• Record set
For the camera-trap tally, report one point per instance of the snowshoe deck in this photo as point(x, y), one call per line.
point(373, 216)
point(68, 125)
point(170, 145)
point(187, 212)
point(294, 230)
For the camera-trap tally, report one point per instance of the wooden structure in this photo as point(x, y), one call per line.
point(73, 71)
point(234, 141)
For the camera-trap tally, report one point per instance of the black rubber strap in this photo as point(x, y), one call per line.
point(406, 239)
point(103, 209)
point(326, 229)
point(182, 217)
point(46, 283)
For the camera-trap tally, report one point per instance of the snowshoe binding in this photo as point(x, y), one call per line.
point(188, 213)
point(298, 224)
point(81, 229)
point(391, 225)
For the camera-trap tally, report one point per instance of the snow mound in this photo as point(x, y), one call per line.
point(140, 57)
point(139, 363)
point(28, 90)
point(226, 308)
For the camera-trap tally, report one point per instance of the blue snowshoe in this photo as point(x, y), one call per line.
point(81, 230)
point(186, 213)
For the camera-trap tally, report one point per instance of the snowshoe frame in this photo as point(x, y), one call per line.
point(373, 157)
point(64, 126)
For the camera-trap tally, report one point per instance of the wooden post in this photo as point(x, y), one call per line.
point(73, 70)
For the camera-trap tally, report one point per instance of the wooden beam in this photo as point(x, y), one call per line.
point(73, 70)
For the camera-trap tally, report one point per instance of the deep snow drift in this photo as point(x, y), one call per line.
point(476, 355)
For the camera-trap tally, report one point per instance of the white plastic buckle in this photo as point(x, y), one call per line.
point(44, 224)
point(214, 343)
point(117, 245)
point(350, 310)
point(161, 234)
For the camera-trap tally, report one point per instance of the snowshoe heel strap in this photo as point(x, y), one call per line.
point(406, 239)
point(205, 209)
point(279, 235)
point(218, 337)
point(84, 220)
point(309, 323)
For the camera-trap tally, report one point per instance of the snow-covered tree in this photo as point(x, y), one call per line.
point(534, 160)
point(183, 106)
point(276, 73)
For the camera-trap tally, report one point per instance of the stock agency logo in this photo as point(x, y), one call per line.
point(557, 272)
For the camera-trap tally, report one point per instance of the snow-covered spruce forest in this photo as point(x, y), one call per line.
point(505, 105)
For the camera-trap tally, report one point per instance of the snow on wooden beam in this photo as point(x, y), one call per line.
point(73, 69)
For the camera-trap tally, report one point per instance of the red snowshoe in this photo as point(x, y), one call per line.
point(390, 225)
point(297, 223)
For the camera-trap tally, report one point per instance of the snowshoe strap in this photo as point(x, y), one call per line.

• Stated goal
Reproduce every line of the records above word for word, in the same order.

• Solution
For the camera-trap tally, report one point per instance of the snowshoe deck in this photo as point(x, y), one call per line.
point(373, 216)
point(68, 125)
point(170, 145)
point(187, 212)
point(294, 230)
For the camera-trap tally, report one point per instance of the wooden structure in this photo as point(x, y), one call per line.
point(73, 71)
point(234, 141)
For the camera-trap tally, report one point per instance of the black rubber strap in this photo as point(x, y), one call per line.
point(406, 239)
point(103, 209)
point(326, 229)
point(182, 217)
point(46, 283)
For the camera-trap tally, report one point per instance of the snowshoe binding in this photo as point(x, y), one call per line.
point(188, 213)
point(298, 224)
point(81, 229)
point(391, 225)
For the camera-trap tally, report one point per instance of the snow mound in this photo as point(x, y), one call per line.
point(140, 57)
point(139, 363)
point(28, 90)
point(226, 308)
For the camera-trap tally, report one point per instance of the blue snowshoe in this photo as point(x, y), one call per line.
point(81, 230)
point(186, 213)
For the camera-trap tally, report one point per instance of the snowshoe frame in this photo as point(x, y), one call per line.
point(373, 157)
point(64, 126)
For the camera-trap tally, report one point per instance of the wooden post in this photo as point(x, y), one call per line.
point(73, 70)
For the camera-trap tally, report one point per instance of the wooden beam in this photo as point(x, y), one call per line.
point(73, 70)
For the camera-trap tally, report one point per instance of the deep snow drift in this photo as point(x, y), one call per line.
point(476, 355)
For the camera-trap tally, report one point per instance of the white plastic buckle in this photo as point(x, y), one call per line.
point(44, 224)
point(214, 343)
point(117, 245)
point(350, 310)
point(161, 234)
For the camera-trap tally, report one point per instance of the snowshoe heel strap in this photo as point(x, y), one call per line.
point(406, 239)
point(205, 209)
point(279, 235)
point(218, 337)
point(84, 220)
point(309, 323)
For the camera-trap tally, report one point per instance of the snow-covered tree in this photo as point(x, y), one call per line.
point(534, 160)
point(183, 106)
point(276, 73)
For the camera-trap tally, report one point per instance of the stock agency logo in this photo as point(x, y), one call per line.
point(557, 272)
For the camera-trap tally, report one point per instance of the snow-covered spruce forest in this photo as point(x, y), one call per line.
point(505, 105)
For the camera-trap tally, report one point per instance of the snow on wooden beam in this photo as point(x, y), one call per line.
point(73, 69)
For the camera-trap tally, report one point per instance of the red snowshoe in this photo as point(x, y), one call per line.
point(390, 225)
point(297, 223)
For the camera-trap tally, report one point per instance of the snowshoe strap in this photo as point(x, y), one call per line.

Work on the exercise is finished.